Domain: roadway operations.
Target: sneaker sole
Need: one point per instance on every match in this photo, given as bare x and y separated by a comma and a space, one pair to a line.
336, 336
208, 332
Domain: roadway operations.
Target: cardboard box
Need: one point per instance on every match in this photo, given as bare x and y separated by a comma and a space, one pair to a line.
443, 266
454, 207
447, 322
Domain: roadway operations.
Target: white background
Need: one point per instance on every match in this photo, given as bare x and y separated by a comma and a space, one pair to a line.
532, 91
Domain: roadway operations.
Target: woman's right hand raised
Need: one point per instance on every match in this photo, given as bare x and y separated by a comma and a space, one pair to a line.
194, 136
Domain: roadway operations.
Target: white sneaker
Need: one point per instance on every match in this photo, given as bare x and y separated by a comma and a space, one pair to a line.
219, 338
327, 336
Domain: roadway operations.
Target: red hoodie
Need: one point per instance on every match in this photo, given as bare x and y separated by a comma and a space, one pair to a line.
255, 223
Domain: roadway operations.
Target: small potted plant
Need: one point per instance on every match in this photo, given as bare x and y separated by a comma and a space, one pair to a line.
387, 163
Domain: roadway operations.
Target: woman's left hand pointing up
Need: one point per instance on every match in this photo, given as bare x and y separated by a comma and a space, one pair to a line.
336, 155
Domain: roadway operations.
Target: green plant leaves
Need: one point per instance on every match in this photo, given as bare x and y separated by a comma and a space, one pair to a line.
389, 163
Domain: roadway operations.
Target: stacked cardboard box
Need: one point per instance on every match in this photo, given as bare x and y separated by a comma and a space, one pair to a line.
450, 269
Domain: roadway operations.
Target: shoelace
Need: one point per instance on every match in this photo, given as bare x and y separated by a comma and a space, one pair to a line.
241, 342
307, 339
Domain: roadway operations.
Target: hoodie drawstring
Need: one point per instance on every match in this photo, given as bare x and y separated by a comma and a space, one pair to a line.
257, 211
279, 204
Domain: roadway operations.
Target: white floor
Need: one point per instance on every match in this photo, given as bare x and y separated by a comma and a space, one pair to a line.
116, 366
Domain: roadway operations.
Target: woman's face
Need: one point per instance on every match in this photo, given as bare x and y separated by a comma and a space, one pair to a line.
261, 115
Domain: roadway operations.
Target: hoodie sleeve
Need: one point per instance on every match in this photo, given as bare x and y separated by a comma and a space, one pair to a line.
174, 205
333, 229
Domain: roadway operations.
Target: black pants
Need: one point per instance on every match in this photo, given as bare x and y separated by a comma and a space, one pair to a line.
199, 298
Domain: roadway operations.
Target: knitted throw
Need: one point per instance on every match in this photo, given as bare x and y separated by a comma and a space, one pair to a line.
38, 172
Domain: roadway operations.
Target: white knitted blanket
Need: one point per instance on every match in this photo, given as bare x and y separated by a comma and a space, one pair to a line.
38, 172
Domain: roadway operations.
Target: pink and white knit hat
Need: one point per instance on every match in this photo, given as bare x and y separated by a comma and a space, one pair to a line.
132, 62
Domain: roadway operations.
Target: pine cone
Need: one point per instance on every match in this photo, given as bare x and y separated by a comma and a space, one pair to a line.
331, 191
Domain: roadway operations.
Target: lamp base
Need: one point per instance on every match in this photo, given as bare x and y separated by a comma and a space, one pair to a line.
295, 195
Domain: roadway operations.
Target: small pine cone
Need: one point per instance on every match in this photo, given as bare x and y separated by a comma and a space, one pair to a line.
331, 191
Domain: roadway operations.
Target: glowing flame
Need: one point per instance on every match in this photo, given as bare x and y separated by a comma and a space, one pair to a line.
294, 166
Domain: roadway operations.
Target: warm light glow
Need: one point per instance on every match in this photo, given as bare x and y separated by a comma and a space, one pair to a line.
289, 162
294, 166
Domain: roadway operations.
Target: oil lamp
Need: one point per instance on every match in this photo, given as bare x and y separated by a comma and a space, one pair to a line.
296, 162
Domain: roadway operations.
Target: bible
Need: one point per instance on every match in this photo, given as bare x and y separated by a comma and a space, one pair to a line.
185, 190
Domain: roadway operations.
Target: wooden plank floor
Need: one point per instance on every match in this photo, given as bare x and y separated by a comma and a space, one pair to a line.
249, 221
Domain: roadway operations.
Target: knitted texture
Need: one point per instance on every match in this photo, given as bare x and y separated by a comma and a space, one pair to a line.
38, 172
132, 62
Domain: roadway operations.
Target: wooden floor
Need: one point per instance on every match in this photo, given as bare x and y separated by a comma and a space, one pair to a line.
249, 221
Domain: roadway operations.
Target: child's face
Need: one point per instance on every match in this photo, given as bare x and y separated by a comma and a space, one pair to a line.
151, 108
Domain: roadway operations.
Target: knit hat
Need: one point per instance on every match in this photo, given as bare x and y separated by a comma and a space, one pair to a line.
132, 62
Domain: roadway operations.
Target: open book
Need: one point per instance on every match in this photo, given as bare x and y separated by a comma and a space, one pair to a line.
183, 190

++++++++

▸ **EXERCISE PROMPT**: Which lines belong in the answer? Exactly those from the first line of the entries through the line holding "Target: white background", inclusive, copied unchanged.

▸ **RESULT OF THIS TASK**:
Domain: roadway operations.
Target: sneaker sole
Need: one point per instance on every match in this photo, given as bare x and y separated by a comma and a space, one pair to a line.
336, 336
208, 332
Domain: roadway operations.
Target: cardboard box
Need: one point per instance on every match in this photo, given as bare x and y separated by a comma and a space, one pair to a line.
443, 266
454, 207
447, 322
Domain: roadway operations.
Target: white background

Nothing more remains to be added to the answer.